Records supplied:
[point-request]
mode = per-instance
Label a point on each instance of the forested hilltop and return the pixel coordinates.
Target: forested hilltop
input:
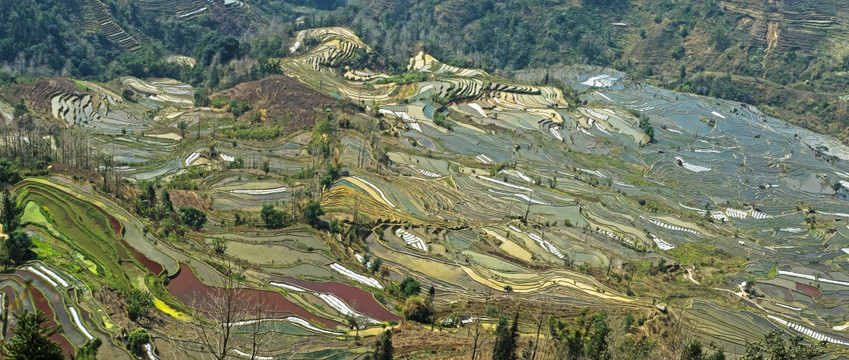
(789, 57)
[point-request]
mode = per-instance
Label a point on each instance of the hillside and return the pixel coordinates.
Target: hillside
(308, 213)
(786, 46)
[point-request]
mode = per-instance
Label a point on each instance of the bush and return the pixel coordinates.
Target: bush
(410, 287)
(312, 213)
(237, 108)
(136, 341)
(415, 309)
(193, 217)
(138, 303)
(129, 95)
(272, 218)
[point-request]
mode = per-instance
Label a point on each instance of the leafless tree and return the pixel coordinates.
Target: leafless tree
(229, 320)
(478, 333)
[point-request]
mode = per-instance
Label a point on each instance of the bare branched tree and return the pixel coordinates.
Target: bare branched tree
(229, 320)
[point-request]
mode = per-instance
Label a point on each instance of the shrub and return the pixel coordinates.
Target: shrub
(410, 286)
(138, 303)
(136, 341)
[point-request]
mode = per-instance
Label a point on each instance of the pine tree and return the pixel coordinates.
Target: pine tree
(505, 340)
(383, 347)
(10, 212)
(32, 339)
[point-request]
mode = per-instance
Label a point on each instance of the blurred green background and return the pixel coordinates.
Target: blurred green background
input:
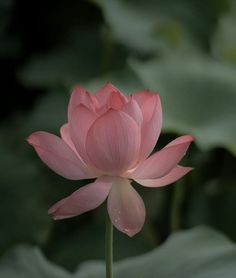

What you should do: The entries above, without their pictures, should be written out exactly.

Written answer:
[point-request]
mode = per-instance
Label a point on each instance of the forested hilltop and return the pixel coordinates.
Target: forested hilltop
input:
(789, 57)
[point-request]
mode = per-instance
Label a point on each instance of the hillside and return the pixel coordinates.
Target: hillside
(308, 213)
(786, 46)
[point-request]
mode = per-instance
Label a point on each instance of the bush and return the pixel coordinates.
Target: bush
(410, 287)
(312, 213)
(237, 108)
(136, 341)
(415, 309)
(193, 217)
(138, 303)
(129, 95)
(272, 218)
[point-request]
mode = per-instance
Label a point on each instance of the leafless tree and return the pixel coordinates.
Target: leafless tree
(229, 320)
(478, 333)
[point-request]
mode = per-instance
Label a point on each instance of the bare branched tree and return the pixel coordinates.
Target: bare branched tree
(229, 320)
[point-request]
mode = per-instance
Label a point on each instance of the shrub and return the pixel coordinates.
Target: shrub
(410, 286)
(138, 303)
(136, 341)
[point-request]
mode = per-instance
Label a point on each instance of the pine tree and return the pixel coordinates.
Target: pine tree
(505, 340)
(383, 347)
(10, 212)
(32, 339)
[point-request]
mode = per-instance
Label a point on each instance of the blurred green background and return the pixel coordinates.
Target: blurred green background
input:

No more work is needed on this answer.